TASK OBJECTIVE —
Which lines in the listing below contain "patch"? Copy each of them.

INFORMATION PROVIDED —
###
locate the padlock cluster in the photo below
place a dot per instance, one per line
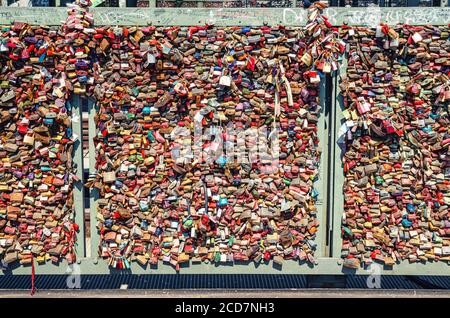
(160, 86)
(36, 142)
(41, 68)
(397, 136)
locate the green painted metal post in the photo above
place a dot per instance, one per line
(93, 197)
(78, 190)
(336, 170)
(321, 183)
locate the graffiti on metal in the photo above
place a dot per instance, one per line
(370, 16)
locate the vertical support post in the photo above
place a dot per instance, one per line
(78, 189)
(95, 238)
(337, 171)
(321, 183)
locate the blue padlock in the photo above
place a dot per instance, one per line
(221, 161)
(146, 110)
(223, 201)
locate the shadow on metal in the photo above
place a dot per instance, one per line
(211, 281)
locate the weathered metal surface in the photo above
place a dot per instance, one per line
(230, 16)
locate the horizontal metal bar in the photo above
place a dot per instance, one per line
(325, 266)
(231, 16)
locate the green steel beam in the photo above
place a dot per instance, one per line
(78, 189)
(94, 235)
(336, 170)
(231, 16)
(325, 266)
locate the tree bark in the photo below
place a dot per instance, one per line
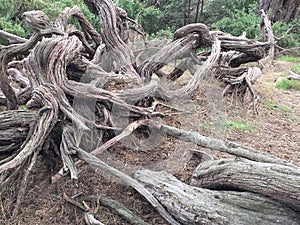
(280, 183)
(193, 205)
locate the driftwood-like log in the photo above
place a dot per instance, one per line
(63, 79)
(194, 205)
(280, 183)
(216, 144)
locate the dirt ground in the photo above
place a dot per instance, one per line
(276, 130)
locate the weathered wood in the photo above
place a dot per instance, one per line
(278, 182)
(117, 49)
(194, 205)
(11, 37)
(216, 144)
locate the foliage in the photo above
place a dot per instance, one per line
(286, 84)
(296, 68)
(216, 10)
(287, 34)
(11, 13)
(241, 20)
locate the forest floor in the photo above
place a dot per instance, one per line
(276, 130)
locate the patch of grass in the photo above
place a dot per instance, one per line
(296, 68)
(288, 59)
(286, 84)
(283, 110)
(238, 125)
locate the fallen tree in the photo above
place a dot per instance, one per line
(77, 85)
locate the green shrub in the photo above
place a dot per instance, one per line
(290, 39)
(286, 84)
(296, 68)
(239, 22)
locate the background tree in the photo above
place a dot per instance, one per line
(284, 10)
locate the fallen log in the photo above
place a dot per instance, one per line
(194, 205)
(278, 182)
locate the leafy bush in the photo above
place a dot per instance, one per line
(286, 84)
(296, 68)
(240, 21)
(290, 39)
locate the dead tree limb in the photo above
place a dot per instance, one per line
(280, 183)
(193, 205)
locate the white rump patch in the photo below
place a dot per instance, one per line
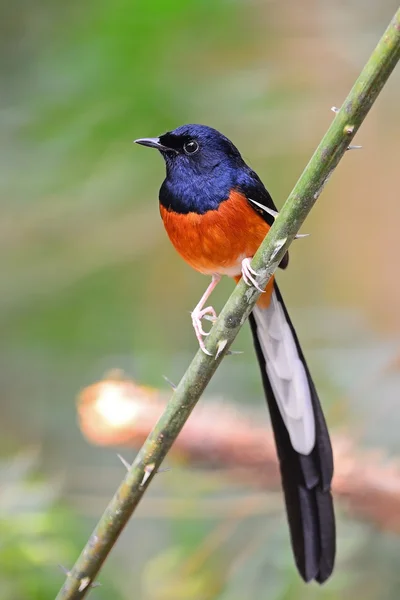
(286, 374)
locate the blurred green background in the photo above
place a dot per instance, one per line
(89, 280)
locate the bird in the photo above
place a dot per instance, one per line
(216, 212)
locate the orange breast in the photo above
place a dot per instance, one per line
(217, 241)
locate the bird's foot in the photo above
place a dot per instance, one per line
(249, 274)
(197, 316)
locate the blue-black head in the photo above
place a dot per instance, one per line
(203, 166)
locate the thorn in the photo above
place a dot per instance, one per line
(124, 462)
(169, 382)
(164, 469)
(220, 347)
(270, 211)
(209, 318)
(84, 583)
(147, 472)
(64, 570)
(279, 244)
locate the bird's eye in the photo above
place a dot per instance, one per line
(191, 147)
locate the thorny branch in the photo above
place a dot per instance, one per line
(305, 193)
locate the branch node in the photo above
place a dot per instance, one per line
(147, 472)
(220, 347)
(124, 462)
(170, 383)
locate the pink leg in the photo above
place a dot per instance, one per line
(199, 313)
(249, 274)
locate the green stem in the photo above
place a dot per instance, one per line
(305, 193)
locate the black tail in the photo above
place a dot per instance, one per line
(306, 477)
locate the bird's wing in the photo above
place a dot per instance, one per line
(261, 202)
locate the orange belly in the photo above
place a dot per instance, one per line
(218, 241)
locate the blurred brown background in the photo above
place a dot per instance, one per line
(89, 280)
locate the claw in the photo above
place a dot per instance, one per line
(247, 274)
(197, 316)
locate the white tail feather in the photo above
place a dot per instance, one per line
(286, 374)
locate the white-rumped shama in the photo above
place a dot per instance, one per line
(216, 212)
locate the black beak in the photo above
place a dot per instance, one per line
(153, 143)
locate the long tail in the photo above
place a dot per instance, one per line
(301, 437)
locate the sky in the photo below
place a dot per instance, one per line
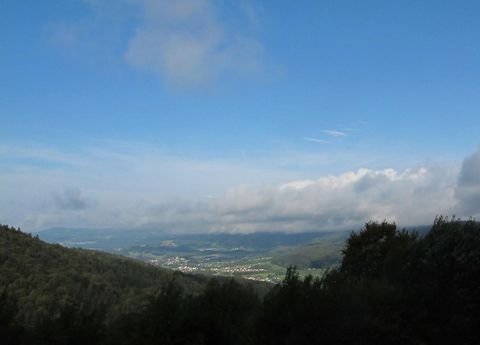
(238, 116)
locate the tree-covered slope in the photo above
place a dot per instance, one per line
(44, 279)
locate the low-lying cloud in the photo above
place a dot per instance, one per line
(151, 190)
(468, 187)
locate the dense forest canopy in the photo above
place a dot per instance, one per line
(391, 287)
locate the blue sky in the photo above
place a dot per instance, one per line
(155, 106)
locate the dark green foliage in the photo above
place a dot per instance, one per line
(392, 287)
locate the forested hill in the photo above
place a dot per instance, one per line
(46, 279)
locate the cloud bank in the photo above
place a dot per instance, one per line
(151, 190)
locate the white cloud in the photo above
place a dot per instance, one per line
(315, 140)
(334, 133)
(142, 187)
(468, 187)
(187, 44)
###
EXERCISE RESPONSE —
locate the patch of grass in the photo above
locate the white rump patch in the photo below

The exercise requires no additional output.